# What is needed
Pull out each line of the entries below that contains the string "panel", copying the lines in full. Count a match only when the case is identical.

# A run of entries
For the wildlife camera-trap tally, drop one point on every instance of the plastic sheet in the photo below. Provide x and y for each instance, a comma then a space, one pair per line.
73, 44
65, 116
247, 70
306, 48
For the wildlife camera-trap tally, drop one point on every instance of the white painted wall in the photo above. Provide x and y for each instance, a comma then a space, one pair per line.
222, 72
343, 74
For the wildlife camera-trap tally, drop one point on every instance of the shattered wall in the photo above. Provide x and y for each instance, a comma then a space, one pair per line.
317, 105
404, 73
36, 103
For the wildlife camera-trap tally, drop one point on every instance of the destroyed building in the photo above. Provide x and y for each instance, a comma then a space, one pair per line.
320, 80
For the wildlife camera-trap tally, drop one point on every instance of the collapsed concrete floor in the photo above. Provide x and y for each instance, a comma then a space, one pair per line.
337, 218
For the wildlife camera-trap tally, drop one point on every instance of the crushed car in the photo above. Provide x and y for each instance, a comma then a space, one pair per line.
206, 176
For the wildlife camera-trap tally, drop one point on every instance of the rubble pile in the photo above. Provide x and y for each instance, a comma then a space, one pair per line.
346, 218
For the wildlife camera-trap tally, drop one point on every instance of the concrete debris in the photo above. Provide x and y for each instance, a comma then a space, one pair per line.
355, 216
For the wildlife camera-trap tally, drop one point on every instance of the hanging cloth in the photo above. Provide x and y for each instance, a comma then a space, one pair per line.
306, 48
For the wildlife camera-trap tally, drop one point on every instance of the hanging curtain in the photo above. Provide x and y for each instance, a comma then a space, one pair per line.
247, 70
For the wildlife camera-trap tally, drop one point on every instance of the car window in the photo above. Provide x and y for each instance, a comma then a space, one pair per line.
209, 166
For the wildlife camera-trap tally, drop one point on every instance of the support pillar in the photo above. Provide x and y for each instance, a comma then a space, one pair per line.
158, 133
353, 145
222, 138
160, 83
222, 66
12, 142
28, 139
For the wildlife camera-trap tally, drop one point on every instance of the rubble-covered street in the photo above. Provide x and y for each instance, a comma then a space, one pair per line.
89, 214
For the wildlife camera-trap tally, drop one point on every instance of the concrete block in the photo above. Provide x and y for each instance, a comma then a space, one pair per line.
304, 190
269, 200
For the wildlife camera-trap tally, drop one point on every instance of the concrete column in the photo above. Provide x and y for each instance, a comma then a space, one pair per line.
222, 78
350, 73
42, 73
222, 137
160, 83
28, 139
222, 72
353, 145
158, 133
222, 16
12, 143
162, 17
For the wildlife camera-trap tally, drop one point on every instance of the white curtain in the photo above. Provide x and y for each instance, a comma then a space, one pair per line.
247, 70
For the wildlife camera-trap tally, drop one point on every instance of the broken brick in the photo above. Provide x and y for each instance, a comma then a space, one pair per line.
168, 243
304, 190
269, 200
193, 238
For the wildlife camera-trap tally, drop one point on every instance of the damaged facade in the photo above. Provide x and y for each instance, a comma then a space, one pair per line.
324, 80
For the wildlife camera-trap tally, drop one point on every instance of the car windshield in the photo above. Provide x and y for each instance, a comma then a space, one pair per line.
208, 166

...

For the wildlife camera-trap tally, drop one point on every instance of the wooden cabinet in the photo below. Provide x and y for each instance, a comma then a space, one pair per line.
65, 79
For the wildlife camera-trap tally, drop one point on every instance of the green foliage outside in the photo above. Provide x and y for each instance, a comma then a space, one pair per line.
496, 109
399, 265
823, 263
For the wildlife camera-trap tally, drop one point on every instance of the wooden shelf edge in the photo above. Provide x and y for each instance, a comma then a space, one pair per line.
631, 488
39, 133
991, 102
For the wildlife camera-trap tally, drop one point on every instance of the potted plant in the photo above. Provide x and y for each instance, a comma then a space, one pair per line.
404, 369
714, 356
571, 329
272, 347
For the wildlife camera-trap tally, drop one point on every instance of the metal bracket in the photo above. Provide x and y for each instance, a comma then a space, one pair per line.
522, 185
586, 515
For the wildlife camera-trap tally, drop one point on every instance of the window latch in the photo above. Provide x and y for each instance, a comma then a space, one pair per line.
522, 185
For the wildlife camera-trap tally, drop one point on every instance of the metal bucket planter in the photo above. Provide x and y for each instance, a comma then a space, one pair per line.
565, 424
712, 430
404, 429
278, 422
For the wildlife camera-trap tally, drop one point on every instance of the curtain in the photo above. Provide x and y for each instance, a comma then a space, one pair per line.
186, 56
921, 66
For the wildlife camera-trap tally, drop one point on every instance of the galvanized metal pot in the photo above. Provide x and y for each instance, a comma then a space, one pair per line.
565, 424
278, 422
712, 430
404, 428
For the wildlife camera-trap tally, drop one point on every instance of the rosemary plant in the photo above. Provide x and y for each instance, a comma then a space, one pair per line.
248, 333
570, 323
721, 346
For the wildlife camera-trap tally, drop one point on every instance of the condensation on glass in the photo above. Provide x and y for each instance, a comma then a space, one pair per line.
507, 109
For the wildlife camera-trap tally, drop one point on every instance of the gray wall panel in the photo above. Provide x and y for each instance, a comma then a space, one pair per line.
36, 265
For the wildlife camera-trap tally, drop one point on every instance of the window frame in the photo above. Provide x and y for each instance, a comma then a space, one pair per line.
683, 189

==

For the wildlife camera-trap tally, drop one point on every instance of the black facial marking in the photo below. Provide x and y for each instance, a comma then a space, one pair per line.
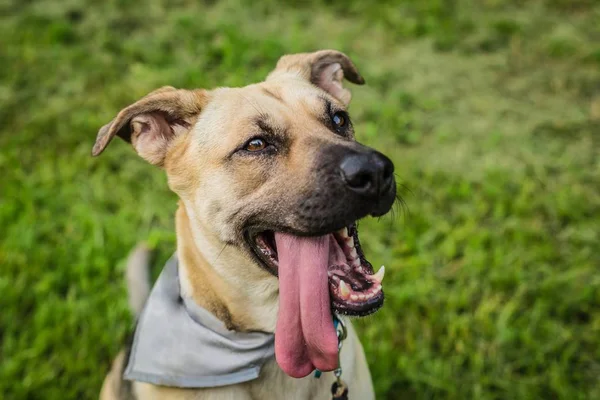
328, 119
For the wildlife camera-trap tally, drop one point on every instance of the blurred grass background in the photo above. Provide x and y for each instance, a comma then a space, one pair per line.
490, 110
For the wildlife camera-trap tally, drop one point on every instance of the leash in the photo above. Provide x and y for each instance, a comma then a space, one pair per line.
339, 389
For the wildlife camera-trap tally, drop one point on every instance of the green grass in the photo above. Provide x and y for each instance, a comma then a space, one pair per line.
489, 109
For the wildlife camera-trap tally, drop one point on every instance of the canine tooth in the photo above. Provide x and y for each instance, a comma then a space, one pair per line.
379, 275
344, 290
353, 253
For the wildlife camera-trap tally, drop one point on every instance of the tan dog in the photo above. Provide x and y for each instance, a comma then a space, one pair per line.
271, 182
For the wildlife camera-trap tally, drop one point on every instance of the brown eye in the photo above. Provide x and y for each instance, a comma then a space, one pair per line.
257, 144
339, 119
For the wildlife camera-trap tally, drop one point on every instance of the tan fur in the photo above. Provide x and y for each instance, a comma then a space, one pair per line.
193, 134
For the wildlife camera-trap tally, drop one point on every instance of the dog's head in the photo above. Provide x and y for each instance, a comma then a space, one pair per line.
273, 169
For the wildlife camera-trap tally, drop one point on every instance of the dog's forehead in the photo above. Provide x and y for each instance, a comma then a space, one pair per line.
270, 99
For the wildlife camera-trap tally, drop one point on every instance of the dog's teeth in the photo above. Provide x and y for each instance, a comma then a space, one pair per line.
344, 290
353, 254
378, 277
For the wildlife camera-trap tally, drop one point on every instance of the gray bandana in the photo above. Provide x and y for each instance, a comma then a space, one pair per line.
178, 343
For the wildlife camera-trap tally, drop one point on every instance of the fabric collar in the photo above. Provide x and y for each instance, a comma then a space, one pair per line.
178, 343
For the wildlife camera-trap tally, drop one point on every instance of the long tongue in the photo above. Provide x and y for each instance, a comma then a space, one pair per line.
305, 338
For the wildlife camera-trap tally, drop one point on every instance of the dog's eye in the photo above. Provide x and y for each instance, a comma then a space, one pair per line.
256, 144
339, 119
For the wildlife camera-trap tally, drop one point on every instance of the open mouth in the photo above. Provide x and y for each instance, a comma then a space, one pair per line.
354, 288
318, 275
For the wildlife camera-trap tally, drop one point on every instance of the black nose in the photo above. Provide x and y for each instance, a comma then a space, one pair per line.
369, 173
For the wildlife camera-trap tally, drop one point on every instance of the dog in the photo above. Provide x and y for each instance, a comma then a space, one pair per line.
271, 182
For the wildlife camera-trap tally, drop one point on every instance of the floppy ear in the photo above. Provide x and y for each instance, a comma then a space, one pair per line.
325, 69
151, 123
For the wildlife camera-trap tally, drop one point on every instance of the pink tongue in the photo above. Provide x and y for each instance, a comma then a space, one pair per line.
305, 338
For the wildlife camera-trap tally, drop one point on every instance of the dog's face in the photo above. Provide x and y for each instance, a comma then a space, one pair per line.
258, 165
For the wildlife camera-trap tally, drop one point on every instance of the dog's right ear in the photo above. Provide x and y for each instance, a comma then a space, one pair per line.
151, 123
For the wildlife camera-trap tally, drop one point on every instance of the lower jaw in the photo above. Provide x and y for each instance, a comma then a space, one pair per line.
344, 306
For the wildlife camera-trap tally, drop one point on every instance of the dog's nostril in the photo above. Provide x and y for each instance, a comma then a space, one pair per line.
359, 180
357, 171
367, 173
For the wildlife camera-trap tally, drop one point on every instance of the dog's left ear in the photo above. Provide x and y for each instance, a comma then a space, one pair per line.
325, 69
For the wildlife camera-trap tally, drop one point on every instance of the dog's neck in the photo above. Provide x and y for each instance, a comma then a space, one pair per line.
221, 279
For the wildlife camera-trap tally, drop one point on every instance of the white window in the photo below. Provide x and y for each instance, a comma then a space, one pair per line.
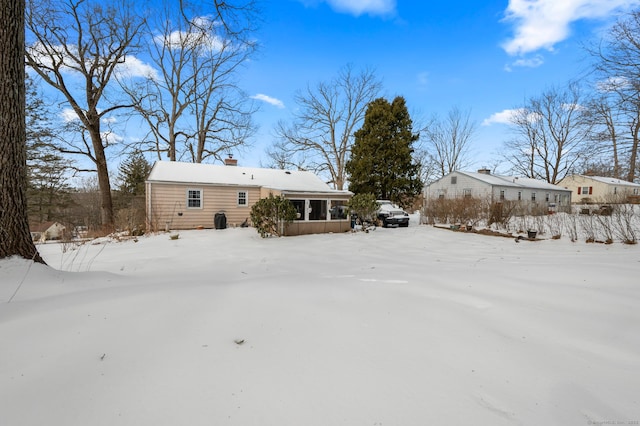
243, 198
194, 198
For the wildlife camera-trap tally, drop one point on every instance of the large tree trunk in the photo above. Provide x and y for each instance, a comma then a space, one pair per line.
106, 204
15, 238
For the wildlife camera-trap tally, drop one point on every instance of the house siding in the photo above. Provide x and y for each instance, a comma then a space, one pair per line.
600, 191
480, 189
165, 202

# Output
For the wildlife camera-trap tally, drop one point on every instance of the gray wall panel in the photo above. Provide x and y for each instance, a comma then a space, one pair per line.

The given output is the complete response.